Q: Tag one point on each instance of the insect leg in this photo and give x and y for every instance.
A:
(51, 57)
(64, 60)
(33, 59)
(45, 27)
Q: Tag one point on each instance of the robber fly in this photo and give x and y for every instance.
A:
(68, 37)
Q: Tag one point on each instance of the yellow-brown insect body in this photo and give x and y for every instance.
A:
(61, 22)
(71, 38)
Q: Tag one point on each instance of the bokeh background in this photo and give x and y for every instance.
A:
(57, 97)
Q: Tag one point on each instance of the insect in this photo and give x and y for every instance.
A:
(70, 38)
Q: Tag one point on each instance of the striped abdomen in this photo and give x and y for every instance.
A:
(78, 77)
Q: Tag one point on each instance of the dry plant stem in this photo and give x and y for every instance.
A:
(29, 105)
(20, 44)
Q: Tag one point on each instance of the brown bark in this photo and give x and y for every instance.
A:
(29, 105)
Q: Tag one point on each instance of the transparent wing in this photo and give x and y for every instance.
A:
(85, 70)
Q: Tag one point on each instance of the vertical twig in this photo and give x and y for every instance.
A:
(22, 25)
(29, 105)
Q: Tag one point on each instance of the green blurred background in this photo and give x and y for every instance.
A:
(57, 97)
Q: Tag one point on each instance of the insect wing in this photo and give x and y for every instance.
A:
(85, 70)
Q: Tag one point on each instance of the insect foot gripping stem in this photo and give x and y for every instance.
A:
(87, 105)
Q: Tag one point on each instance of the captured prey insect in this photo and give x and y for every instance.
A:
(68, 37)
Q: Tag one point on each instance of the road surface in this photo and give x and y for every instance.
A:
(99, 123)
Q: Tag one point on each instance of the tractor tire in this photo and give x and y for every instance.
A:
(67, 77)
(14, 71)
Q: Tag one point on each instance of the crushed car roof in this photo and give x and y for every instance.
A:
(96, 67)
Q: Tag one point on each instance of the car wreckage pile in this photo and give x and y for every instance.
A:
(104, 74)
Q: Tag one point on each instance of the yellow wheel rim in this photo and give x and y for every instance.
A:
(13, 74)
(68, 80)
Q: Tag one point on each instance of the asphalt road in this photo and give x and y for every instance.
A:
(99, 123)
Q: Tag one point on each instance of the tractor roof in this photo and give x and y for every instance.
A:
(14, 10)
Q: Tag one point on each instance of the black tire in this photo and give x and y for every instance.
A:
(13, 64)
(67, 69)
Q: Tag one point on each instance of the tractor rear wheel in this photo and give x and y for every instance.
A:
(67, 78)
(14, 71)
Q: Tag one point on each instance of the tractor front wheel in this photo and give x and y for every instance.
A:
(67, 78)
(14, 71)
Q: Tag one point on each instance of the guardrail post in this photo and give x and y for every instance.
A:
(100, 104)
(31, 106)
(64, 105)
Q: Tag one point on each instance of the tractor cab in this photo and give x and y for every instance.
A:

+++++

What is expected: Repeat the listing in full, keeping every line exactly as it is.

Exercise solution:
Q: Tag one point on each instance of the insect leg in this photo and give x and y for every instance.
A:
(51, 57)
(64, 60)
(33, 59)
(45, 27)
Q: Tag one point on each instance of the robber fly in this photo and give x and y for every instance.
A:
(68, 37)
Q: Tag one point on each instance of the yellow-brown insect body in this photo and give x and y for every instance.
A:
(61, 22)
(71, 38)
Q: Tag one point on each instance of the bokeh background in this photo and give x and y for every instance.
A:
(57, 97)
Q: Tag one point on each instance of the insect in this photo and give x and y for every instance.
A:
(70, 38)
Q: Tag one point on each instance of the striped abdomen in this photo and give x and y for every instance.
A:
(78, 77)
Q: Tag one point on each instance of the dry plant stem in this photo and give x and y for every instance.
A:
(29, 105)
(20, 44)
Q: Tag one point on each instance of the brown bark in this photo and give x and y for every instance.
A:
(29, 105)
Q: Tag one point on each instance of the transparent wing in this photo and give x and y for every instance.
A:
(85, 70)
Q: Tag one point on each instance of the vertical twig in this photo and give x and y for every instance.
A:
(22, 25)
(29, 105)
Q: Tag one point on each instance of the green blurred background in this photo and give x and y for every instance.
A:
(57, 97)
Q: Tag one point on each instance of the insect wing in this photo and give x and y for every instance.
A:
(85, 70)
Q: Tag one point on each instance of the insect foot gripping stem in this photo and give x and y for every instance.
A:
(87, 105)
Q: Tag one point on each instance of the captured prey insect in this photo and give x and y for every instance.
A:
(68, 37)
Q: Tag one point on each instance of the road surface in this photo and give x and y for every instance.
A:
(99, 123)
Q: Tag one point on each instance of the tractor tire in this photo and give x and y for every instance.
A:
(67, 77)
(14, 71)
Q: Tag one point on each instance of the crushed car roof in this photo and give x and y for every instance.
A:
(96, 67)
Q: Tag one point on each instance of the car wreckage pile in this photo and give x and y for every instance.
A:
(104, 74)
Q: Tag one point on each instance of the yellow wheel rim in this photo and give x and y for every instance.
A:
(13, 74)
(68, 80)
Q: Tag one point on each instance of the asphalt road in this photo and give x and y for every instance.
A:
(99, 123)
Q: Tag one point on each instance of the tractor roof in this photo and give x and y for every instance.
A:
(14, 10)
Q: Tag one point on each instance of the black tire in this photo and give x and y for every instance.
A:
(13, 64)
(67, 69)
Q: Tag one point on each instance of the tractor rear wheel in this photo and give x and y for every instance.
A:
(67, 78)
(14, 71)
Q: Tag one point on each instance of the tractor front wheel in this photo and give x and y for every instance.
A:
(67, 78)
(14, 71)
Q: Tag one point on each instance of the guardrail post in this photo and give x and y for every instance.
A:
(100, 104)
(31, 106)
(64, 105)
Q: Tag one point on each instance of the tractor cab in this photo and give x and y for every instance.
A:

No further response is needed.